• _PAGE TEXT_:
Federal Court Decisions

Decision Information

Decision Content

Date: 20220809


Docket: IMM-9057-21

Citation: 2022 FC 1184

Ottawa, Ontario, August 9, 2022

PRESENT: Madam Justice Pallotta

BETWEEN:

PARVEEN KAUR GREWAL

Applicant

and

THE MINISTER OF CITIZENSHIP

AND IMMIGRATION

Respondent

JUDGMENT AND REASONS

I. Overview

[1] The applicant, Parveen Kaur Grewal, applies for judicial review of a decision that refused her application for permanent residence under the Home Support Worker program. A case processing officer (Officer) with Immigration, Refugees and Citizenship Canada (IRCC) determined that Ms. Grewal did not meet the eligibility requirements under the program. Since Ms. Grewal did not have 24 months of eligible Canadian work experience at the time of her application, she was required to demonstrate she had obtained a job offer meeting the program requirements. Specifically, the Officer was not satisfied that she had received an offer for full-time work that was “genuine and likely to be valid when the applicant is issued their initial home support work permit”.

[2] The job offer was made by a member of Ms. Grewal’s extended family, to care for his 72 year-old mother. The Officer had sent a letter by email to the prospective employer seeking information about his offer, but he did not respond. Ms. Grewal states the employer did not receive the Officer’s letter because her former immigration consultant had provided an incorrect email address. Notwithstanding the error, Ms. Grewal argues that the Officer’s failure to copy her on the email or inform her that the employer did not respond amounts to a breach of procedural fairness.

• _THE TASKS_:
a - Please reproduce the court decision from "[2] The job" to "of procedural fairness.".
b - Render this sentence from the court decision in French: "The Officer had sent a letter by email to the prospective employer seeking information about his offer, but he did not respond."
Rely on the court decision alone.

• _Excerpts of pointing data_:

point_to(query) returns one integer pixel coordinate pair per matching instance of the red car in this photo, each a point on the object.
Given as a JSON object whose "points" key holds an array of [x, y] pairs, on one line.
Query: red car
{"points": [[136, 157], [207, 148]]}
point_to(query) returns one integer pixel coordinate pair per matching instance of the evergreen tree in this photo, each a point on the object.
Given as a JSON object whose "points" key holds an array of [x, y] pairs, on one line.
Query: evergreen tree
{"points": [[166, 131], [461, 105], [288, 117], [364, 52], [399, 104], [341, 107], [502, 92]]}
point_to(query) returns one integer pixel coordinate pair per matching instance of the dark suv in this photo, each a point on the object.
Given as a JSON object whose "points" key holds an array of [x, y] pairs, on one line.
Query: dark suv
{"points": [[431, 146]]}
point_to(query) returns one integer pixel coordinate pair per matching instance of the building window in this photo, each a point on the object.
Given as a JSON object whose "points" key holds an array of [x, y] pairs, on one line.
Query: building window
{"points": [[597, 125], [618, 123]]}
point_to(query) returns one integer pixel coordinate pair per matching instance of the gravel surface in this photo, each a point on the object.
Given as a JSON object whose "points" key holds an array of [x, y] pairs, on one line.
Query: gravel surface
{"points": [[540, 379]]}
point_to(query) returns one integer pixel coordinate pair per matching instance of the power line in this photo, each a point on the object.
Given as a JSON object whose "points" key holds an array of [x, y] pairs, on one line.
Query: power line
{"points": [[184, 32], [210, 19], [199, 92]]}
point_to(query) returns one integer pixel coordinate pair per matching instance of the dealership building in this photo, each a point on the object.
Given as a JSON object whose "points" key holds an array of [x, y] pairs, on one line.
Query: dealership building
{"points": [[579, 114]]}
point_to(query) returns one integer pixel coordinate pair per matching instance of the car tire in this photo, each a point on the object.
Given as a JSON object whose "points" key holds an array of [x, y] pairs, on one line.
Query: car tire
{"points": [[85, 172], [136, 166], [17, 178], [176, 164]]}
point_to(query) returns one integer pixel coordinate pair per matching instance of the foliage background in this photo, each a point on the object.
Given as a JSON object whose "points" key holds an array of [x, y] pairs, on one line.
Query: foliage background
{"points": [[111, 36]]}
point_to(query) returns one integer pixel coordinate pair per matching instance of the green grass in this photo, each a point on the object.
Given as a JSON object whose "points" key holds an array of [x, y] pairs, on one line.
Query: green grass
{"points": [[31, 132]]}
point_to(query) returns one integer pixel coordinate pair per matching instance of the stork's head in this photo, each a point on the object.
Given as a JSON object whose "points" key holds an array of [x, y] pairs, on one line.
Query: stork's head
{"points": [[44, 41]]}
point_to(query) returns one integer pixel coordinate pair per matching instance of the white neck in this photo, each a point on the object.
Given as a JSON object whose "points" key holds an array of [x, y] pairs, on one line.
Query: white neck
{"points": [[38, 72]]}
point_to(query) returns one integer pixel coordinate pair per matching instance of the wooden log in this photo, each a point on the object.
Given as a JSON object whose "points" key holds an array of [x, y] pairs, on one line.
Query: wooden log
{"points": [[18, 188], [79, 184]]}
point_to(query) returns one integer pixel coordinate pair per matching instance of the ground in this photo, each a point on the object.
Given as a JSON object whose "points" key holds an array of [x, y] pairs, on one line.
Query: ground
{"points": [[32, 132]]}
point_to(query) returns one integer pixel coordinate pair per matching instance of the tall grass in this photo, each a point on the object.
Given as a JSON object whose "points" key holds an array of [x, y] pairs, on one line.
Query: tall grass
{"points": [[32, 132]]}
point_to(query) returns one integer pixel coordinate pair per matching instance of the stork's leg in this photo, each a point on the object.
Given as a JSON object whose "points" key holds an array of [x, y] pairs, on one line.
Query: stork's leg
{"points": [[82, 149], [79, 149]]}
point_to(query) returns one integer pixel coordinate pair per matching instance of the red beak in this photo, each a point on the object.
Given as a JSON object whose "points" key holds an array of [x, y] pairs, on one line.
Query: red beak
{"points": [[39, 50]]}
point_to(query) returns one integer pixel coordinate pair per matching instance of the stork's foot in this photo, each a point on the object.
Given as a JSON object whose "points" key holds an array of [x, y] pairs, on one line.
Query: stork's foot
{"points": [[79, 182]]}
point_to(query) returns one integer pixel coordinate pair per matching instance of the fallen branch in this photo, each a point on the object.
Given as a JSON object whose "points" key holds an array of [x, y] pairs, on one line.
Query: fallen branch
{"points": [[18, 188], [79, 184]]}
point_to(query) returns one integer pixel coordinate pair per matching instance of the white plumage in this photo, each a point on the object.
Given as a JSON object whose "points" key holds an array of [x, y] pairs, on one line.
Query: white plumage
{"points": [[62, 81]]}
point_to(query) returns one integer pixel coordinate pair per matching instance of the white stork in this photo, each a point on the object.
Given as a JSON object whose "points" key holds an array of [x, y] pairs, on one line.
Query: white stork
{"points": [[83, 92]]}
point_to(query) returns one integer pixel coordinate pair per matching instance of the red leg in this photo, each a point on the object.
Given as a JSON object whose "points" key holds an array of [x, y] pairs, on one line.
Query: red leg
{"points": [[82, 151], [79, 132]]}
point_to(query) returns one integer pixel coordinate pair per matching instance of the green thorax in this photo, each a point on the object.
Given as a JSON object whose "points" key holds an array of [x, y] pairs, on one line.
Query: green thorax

...

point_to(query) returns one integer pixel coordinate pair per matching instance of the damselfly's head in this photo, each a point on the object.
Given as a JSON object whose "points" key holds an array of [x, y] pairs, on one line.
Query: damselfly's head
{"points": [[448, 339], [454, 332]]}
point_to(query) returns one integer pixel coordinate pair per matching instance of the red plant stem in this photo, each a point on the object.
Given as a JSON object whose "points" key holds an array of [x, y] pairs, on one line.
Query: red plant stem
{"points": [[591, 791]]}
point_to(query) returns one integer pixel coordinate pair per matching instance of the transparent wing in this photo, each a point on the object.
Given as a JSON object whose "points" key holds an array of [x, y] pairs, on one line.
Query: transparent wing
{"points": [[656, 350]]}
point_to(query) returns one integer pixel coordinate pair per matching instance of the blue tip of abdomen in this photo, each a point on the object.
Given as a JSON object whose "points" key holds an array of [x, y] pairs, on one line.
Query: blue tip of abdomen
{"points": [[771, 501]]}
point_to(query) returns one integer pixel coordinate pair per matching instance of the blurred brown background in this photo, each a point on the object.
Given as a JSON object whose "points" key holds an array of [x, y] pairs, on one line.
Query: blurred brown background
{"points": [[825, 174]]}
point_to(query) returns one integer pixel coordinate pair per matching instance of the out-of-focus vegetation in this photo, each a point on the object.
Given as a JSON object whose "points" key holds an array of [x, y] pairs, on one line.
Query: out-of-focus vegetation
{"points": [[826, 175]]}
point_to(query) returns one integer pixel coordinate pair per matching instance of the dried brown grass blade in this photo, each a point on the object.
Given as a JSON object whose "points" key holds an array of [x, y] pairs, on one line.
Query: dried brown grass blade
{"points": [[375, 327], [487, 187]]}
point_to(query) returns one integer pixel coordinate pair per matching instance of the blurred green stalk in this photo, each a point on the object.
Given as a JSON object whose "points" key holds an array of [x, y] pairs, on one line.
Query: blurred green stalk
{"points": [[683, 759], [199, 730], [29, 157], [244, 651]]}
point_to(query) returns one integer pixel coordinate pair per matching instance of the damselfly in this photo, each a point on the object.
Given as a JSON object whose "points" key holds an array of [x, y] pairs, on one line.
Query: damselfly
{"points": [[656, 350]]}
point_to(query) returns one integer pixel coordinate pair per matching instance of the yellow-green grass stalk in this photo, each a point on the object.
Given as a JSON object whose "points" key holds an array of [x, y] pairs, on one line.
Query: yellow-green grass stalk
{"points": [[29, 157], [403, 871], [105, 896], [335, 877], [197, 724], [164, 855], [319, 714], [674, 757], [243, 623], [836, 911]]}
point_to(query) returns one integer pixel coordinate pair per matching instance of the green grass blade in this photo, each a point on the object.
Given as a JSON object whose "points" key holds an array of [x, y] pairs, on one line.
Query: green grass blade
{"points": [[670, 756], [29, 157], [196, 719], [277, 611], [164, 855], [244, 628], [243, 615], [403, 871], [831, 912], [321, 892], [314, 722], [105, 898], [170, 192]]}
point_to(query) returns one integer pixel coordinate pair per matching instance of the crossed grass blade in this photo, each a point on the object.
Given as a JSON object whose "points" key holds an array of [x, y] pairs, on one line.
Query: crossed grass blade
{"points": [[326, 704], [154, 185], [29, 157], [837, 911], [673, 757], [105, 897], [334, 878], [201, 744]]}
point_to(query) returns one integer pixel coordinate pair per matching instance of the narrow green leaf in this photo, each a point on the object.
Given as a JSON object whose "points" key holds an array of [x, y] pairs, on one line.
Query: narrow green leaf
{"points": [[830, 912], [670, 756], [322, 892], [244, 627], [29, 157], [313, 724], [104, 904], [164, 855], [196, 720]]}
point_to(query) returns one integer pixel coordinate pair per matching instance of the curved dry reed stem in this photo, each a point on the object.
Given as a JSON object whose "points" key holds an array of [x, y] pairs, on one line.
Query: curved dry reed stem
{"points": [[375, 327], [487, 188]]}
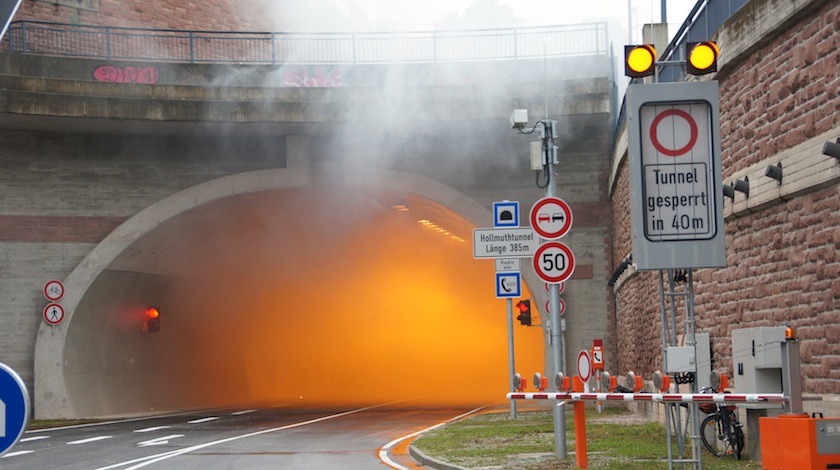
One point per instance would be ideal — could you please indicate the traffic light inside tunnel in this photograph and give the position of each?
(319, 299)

• _COMPLETED EXERCISE_:
a -
[2] The job offer was made by a member of Ms. Grewal’s extended family, to care for his 72 year-old mother. The Officer had sent a letter by email to the prospective employer seeking information about his offer, but he did not respond. Ms. Grewal states the employer did not receive the Officer’s letter because her former immigration consultant had provided an incorrect email address. Notwithstanding the error, Ms. Grewal argues that the Officer’s failure to copy her on the email or inform her that the employer did not respond amounts to a breach of procedural fairness.

b - L'agent avait envoyé une lettre par courriel à l'employeur éventuel pour obtenir des renseignements sur son offre, mais celui-ci n'a pas répondu.